[Written task]
Put each line of the listing below into a Markdown table with the columns Row and Line, numbering the rows and leaving out blank lines. Leave the pictures out of the table.

>> Start Exercise materials

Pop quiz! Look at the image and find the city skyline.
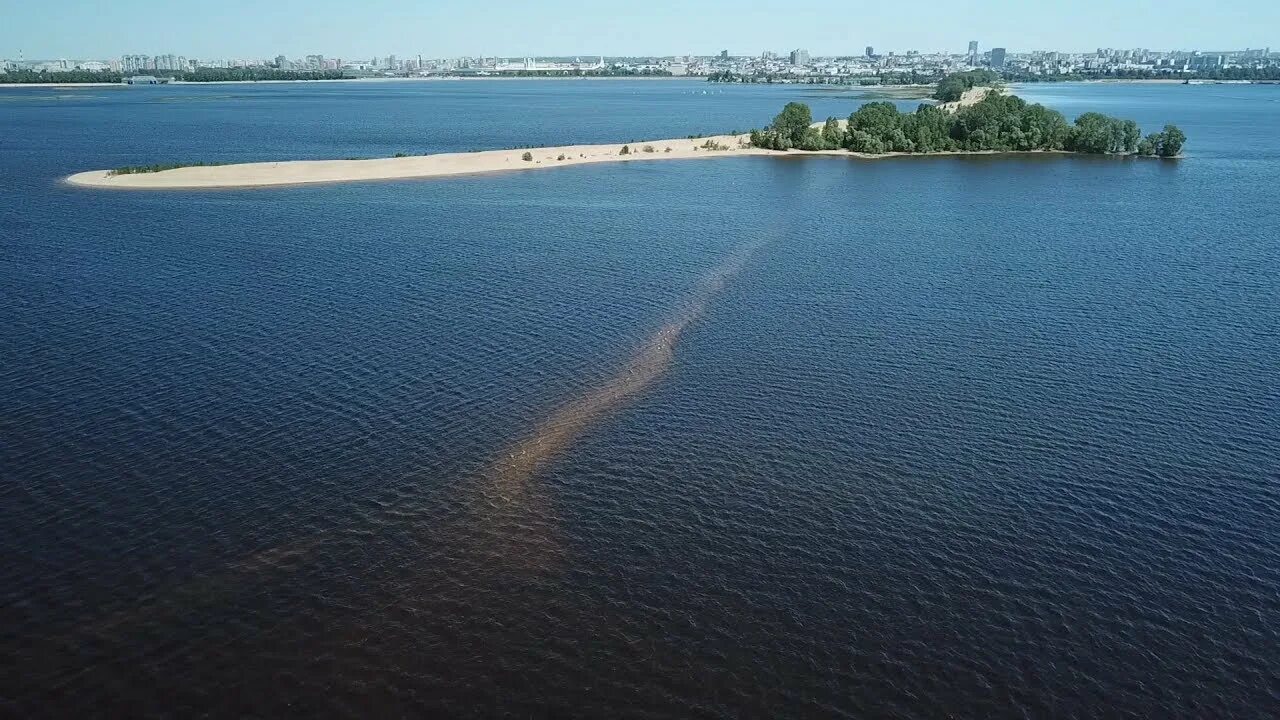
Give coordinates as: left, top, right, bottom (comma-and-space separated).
0, 0, 1280, 59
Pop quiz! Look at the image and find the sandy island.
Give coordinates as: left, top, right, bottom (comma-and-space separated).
67, 87, 989, 190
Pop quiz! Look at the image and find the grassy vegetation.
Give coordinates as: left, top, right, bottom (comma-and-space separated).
106, 160, 227, 177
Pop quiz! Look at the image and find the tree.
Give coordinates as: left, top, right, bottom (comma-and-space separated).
1123, 120, 1142, 152
1158, 126, 1187, 158
849, 102, 902, 137
769, 102, 813, 144
822, 118, 845, 150
796, 128, 827, 150
1066, 113, 1112, 155
846, 129, 884, 155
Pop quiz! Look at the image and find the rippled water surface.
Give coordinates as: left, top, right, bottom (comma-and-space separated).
0, 81, 1280, 717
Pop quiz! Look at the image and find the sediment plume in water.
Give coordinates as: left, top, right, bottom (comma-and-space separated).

>> End Exercise materials

[Output]
| Row | Line |
|---|---|
| 1 | Pop quiz! Look at the image and find the city skyline. |
| 2 | Give coordinates as: left, top, right, bottom (comma-and-space separated). |
| 3 | 0, 0, 1280, 59 |
| 4 | Pop quiz! Look at the image and find the sandy island. |
| 5 | Give coordinates as: left, top, right, bottom (comma-and-space separated). |
| 6 | 67, 87, 989, 190 |
| 7 | Pop quiz! Look at the image and find the grassy vegetation. |
| 8 | Give coordinates as: left, top, right, bottom (comma-and-space separated). |
| 9 | 106, 160, 227, 177 |
| 10 | Pop quiz! Look at the image and find the tree. |
| 11 | Give coordinates as: left, top, right, bottom (comma-and-space separated). |
| 12 | 1123, 120, 1142, 152 |
| 13 | 1158, 126, 1187, 158 |
| 14 | 849, 102, 902, 137 |
| 15 | 769, 102, 813, 144 |
| 16 | 822, 118, 845, 150 |
| 17 | 796, 128, 827, 150 |
| 18 | 1066, 113, 1112, 155 |
| 19 | 846, 129, 884, 155 |
| 20 | Pop quiz! Look at the image and find the rippled water surface. |
| 21 | Give coordinates as: left, top, right, bottom (comma-and-space separated). |
| 22 | 0, 81, 1280, 717 |
| 23 | Pop quiz! Look at the image and find the sediment plume in water. |
| 24 | Give coordinates as: left, top, right, bottom (comma-and-space separated). |